Caro leitor/a, compre uma máscara, das certificadas, logo que possa. Não há, não encontra? Já falaremos disso e, enquanto espera, use então uma caseira — melhor que nada. Mas depois (se ainda não a tiver, pois, pelo que tenho visto, muita gente a tem) trate de encomendar algo decente, que o proteja mais seriamente do que uma posta de t-shirt. Continua a haver na Internet material de protecção individual à venda, de tudo quanto possa precisar. É caro, é mais caro do que o que deveria? Certamente, mas compete-lhe a si decidir as prioridades: vale mais gastar 35 euros por duas máscaras FFP2 (bico de pato, protecção 95 %), ficar a discutir as perversões da especulação, ou ir parar a um ventilador? 
E algumas destas máscaras podem ser reutilizadas, sobretudo quando são usadas durante pouco tempo, como ir ao supermercado e voltar. Não vou gastar tempo a explicar como se usam: já o fiz por aqui (Covid19: Máscaras Reajustadas) e os telejornais (algo irritados por terem tido de andar a dizer mal das máscaras anteriormente) já nos prestam esse serviço; há vários clips na internet que o explicam, mas, não obstante, deixo aqui, para que veja com o que se parecem, uma foto doméstica dos três principais tipos de máscaras, do género: como devem ser. De cima para baixo:
FFP1 (máscara cirúrgica): aquela que vemos o nosso dentista usar sistematicamente; vemo-la nalguns médicos que encontramos nos hospitais; e em alguns seres vivos normais com quem nos cruzamos na rua e que, habitualmente, estão em período de baixa imunidade, por exemplo doentes oncológicos em tratamento. Chegam para pequenas deslocações a locais como supermercados, farmácias, correios, abrir a porta de casa a quem nos vem entregar uma encomenda.

■ DADOS DE ORIGEM:
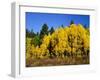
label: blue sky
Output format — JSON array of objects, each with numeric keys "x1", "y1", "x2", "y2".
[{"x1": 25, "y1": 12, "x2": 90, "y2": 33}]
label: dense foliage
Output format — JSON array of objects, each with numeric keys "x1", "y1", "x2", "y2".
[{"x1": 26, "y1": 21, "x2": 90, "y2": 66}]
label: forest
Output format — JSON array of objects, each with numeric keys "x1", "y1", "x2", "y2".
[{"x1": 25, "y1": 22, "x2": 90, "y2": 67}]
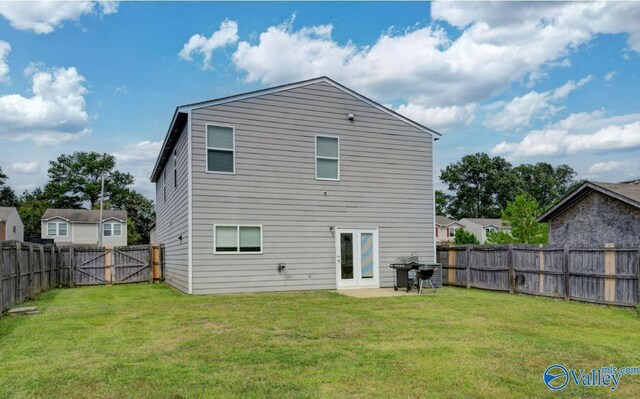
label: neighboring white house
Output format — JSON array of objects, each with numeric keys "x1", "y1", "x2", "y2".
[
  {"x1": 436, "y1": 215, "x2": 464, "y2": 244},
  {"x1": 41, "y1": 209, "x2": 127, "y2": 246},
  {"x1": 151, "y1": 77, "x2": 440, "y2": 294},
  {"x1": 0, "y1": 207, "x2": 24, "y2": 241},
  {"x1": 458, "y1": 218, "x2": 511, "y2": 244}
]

...

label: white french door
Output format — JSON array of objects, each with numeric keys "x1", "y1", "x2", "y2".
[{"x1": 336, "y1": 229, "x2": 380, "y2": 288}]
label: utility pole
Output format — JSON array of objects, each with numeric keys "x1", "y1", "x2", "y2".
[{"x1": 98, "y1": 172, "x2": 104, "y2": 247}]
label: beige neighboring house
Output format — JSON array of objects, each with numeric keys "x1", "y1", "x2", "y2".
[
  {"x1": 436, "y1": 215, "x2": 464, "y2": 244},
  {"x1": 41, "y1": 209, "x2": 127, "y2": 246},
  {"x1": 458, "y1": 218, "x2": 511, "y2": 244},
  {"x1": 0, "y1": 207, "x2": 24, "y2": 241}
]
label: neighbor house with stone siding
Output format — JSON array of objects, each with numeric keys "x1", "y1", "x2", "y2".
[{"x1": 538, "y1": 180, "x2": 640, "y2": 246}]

■ TAREFA A:
Transcreva do excerto sobre máscaras o trecho entre "Caro leitor/a, compre uma" e "a um ventilador?", inclusive.
■ TAREFA B:
Segundo o excerto sobre máscaras, quanto custam duas máscaras FFP2?
■ TAREFA C:
Resuma o excerto sobre máscaras em duas frases.

■ SUA RESPOSTA A:
Caro leitor/a, compre uma máscara, das certificadas, logo que possa. Não há, não encontra? Já falaremos disso e, enquanto espera, use então uma caseira — melhor que nada. Mas depois (se ainda não a tiver, pois, pelo que tenho visto, muita gente a tem) trate de encomendar algo decente, que o proteja mais seriamente do que uma posta de t-shirt. Continua a haver na Internet material de protecção individual à venda, de tudo quanto possa precisar. É caro, é mais caro do que o que deveria? Certamente, mas compete-lhe a si decidir as prioridades: vale mais gastar 35 euros por duas máscaras FFP2 (bico de pato, protecção 95 %), ficar a discutir as perversões da especulação, ou ir parar a um ventilador?

■ SUA RESPOSTA B:
35 euros.

■ SUA RESPOSTA C:
O excerto aconselha o leitor a comprar máscaras certificadas assim que possível e a usar uma caseira enquanto espera, lembrando que continua a haver material de proteção à venda na internet, embora mais caro do que deveria. Acrescenta que algumas destas máscaras podem ser reutilizadas e descreve a FFP1, ou máscara cirúrgica, como suficiente para pequenas deslocações, como ir ao supermercado, à farmácia ou aos correios.